• WRITTEN TASK: Reproduce each of the following lines verbatim.

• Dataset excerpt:
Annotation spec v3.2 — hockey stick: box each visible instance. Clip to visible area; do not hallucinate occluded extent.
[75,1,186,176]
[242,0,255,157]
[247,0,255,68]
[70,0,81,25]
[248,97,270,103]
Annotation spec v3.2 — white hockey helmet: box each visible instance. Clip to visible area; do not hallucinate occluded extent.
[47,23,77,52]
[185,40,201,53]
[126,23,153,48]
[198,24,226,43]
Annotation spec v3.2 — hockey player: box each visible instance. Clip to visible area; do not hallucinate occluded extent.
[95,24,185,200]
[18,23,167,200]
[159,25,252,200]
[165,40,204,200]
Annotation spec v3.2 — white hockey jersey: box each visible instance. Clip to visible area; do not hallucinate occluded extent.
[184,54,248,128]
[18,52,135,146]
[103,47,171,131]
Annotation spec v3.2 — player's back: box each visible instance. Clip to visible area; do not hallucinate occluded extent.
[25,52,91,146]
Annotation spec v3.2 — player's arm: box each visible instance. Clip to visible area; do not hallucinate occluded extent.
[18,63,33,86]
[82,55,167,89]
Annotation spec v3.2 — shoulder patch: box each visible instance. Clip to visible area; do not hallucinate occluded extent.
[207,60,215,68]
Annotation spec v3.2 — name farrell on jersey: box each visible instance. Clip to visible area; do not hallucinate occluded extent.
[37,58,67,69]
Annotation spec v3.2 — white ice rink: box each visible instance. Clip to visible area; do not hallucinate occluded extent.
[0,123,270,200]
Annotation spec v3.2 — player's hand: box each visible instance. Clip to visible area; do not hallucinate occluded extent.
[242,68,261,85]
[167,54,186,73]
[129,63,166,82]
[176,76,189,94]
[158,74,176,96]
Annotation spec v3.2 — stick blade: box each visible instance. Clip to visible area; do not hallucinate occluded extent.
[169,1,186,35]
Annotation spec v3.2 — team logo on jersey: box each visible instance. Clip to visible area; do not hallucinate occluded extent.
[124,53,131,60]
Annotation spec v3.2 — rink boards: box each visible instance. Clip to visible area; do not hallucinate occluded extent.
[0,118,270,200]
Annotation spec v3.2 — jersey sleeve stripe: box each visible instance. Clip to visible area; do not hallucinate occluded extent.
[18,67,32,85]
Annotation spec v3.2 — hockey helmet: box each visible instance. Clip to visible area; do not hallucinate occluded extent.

• RESPONSE BELOW:
Annotation spec v3.2 — hockey stick: box each visible instance. Clip to visible area; do not hallucinate occluded extent.
[75,1,186,176]
[242,0,255,157]
[247,0,255,68]
[70,0,81,25]
[248,97,270,103]
Annotation spec v3.2 — white hockey helmet: box each visible instance. Clip to visible area; do not hallucinate occluded extent.
[47,23,77,52]
[185,40,201,53]
[126,23,153,48]
[198,24,226,43]
Annotation spec v3.2 — hockey player: box each visible instance. Clip to visible area; do not hallucinate occluded extent.
[95,24,185,200]
[18,23,167,200]
[159,25,252,200]
[165,40,204,200]
Annotation spec v3.2 — white hockey jersey: box each visible instance. Clip to visible area; do not hallucinate occluded extent.
[184,54,248,128]
[18,52,135,146]
[103,47,171,131]
Annotation spec v3.2 — player's back: box each visible instance. Clip to visible area; do not hallucinate occluded extent.
[25,52,91,146]
Annotation spec v3.2 — player's arm: box each visible instance. Clip to visible area; do not hallucinate occluded extent.
[18,63,33,86]
[82,55,167,89]
Annotation spec v3.2 — shoulder patch: box each visible instance. Clip to visible area; do not hallucinate occluded extent.
[207,60,215,68]
Annotation spec v3.2 — name farrell on jersey: box each visible instance. Clip to visible area; do not hallucinate occluded extent.
[37,58,67,69]
Annotation spec v3.2 — white ice rink: box each visible instance. Clip to visible area; do not hallucinate occluded extent.
[0,123,270,200]
Annotation spec v3.2 — player's hand: box each visible instance. Clip to visible area; do not hallucinate occluded extent.
[242,68,261,85]
[167,54,186,73]
[129,63,166,82]
[176,76,189,94]
[158,74,176,96]
Annotation spec v3.2 — stick blade: box each visible instance. Clip to visible area; do not hallucinate occluded extent.
[169,1,186,35]
Annotation spec v3.2 — team logo on jersey: box each visible instance. Clip to visible area; do not hallucinate occluded extent.
[124,53,131,60]
Annotation spec v3.2 — rink boards: box each visible instance. Clip to visible area; do not hallucinate occluded extent.
[0,118,270,200]
Annotation spec v3.2 — jersey sleeve stripe: box each visible instance. Clip to visible area; do not hallucinate occluded extent.
[18,67,32,85]
Annotation spec v3.2 — hockey helmet: box each visible instance. Clip to visible area; do not hallucinate occluded extent.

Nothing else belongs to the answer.